** What you are asked to do **
Copy the records below without changes, beginning at the line that contains "mark: the statue base, one point per instance" and continuing through the end of the records.

[start]

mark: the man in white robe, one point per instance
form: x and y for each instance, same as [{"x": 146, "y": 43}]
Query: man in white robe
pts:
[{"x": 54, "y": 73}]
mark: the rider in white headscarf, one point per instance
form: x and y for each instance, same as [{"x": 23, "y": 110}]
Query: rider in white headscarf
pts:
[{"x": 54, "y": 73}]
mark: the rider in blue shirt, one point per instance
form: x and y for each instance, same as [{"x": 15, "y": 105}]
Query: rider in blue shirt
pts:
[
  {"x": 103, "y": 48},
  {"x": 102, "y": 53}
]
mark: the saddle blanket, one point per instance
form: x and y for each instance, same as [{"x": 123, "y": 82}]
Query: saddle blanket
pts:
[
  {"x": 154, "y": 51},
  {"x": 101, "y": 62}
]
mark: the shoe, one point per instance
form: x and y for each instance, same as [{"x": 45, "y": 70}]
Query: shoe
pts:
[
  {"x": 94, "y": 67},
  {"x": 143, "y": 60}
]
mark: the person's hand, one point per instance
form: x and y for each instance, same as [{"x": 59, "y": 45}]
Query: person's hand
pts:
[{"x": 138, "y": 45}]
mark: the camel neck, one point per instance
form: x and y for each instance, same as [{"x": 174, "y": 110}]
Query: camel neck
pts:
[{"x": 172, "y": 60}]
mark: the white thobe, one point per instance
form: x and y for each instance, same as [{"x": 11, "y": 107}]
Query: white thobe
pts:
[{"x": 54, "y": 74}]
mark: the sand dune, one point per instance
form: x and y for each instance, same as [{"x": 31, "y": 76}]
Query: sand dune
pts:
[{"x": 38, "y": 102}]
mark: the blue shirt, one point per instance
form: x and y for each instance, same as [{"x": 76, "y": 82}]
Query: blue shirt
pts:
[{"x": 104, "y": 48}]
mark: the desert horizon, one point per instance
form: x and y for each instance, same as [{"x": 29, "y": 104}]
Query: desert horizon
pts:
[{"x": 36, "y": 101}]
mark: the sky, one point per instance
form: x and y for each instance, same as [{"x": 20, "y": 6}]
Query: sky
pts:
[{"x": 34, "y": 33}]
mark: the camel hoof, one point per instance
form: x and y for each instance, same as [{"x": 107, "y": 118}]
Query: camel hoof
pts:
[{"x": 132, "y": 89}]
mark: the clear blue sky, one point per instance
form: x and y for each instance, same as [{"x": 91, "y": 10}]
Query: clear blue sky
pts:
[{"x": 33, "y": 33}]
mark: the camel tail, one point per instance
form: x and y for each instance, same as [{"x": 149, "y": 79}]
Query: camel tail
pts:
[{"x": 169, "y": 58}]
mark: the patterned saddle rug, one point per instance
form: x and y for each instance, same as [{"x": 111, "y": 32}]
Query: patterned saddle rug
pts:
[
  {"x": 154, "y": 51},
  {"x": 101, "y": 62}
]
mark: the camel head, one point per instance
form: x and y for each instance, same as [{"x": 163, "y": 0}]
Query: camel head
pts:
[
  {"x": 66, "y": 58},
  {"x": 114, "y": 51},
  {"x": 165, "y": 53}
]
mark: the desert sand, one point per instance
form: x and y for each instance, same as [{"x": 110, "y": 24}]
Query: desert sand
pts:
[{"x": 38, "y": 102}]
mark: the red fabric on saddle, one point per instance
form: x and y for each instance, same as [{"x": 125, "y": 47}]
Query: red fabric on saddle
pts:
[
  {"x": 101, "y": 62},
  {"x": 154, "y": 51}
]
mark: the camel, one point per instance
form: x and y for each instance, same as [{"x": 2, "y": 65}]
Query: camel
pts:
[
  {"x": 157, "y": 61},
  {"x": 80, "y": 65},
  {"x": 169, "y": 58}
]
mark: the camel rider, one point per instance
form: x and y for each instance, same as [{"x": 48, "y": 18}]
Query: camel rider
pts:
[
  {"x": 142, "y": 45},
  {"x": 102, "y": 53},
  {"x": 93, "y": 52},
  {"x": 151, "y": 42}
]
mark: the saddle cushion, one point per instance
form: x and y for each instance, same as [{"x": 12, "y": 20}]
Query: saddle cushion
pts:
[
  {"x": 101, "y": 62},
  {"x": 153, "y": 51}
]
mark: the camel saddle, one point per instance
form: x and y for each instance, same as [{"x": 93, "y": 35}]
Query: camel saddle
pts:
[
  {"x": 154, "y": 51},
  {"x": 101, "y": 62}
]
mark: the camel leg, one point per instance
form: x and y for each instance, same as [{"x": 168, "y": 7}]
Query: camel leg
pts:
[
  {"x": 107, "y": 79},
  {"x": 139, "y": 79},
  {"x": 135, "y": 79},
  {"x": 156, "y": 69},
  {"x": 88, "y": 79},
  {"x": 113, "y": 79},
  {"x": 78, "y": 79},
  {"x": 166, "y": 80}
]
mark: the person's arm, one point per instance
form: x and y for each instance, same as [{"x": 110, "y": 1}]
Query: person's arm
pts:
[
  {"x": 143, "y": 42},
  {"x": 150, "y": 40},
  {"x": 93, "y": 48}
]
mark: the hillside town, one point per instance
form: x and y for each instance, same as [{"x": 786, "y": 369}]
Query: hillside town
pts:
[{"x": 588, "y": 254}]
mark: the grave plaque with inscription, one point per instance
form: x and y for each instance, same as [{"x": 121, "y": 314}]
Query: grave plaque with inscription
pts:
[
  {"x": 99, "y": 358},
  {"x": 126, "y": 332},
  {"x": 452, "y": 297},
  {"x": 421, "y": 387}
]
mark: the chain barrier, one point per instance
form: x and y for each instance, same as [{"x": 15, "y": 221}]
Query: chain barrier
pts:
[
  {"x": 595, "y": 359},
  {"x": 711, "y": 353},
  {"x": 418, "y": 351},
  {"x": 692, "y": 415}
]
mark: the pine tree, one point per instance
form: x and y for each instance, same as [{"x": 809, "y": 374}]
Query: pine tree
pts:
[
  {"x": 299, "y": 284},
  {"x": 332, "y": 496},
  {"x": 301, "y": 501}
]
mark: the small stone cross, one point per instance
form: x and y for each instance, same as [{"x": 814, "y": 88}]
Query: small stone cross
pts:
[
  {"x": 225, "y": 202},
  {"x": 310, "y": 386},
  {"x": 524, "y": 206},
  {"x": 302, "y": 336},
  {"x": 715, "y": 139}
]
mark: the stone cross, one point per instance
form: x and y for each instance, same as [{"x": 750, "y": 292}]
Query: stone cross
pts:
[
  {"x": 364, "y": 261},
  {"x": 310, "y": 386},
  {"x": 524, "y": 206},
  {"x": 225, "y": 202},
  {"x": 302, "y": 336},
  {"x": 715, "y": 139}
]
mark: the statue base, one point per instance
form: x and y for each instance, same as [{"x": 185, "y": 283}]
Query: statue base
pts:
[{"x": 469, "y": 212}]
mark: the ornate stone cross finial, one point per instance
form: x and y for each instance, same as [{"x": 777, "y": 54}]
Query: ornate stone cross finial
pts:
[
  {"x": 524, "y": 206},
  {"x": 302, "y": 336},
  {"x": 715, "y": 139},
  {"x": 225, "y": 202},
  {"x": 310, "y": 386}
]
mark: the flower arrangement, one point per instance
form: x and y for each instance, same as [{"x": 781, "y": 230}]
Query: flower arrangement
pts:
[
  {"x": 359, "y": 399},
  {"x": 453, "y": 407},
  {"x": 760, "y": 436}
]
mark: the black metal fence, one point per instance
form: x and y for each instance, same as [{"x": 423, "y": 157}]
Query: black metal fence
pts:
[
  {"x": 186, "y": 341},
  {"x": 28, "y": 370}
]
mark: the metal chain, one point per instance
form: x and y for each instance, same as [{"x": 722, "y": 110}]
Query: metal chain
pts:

[end]

** Output of the exercise **
mark: the statue base, one point per instance
form: x and y for each instance, same as [{"x": 185, "y": 283}]
Query: statue base
pts:
[{"x": 469, "y": 212}]
mark: the ornate stone cross finial, one point per instance
form: x and y for each instance, same as [{"x": 777, "y": 54}]
Query: ornate stone cross finial
pts:
[
  {"x": 524, "y": 206},
  {"x": 302, "y": 336},
  {"x": 715, "y": 139},
  {"x": 225, "y": 202},
  {"x": 310, "y": 386}
]
mark: the flower arrangement, one point per instance
form: x and y for each instance, same as [{"x": 781, "y": 230}]
Query: flower arrangement
pts:
[
  {"x": 359, "y": 399},
  {"x": 453, "y": 407},
  {"x": 760, "y": 436}
]
mark: the black metal fence, one point per instance
form: x and y for each instance, same as [{"x": 423, "y": 157}]
Query: black metal fence
pts:
[
  {"x": 186, "y": 341},
  {"x": 28, "y": 370}
]
mark: the metal chain, one point per instance
form: x and y for each instance, same as [{"x": 722, "y": 110}]
Query: metal chain
pts:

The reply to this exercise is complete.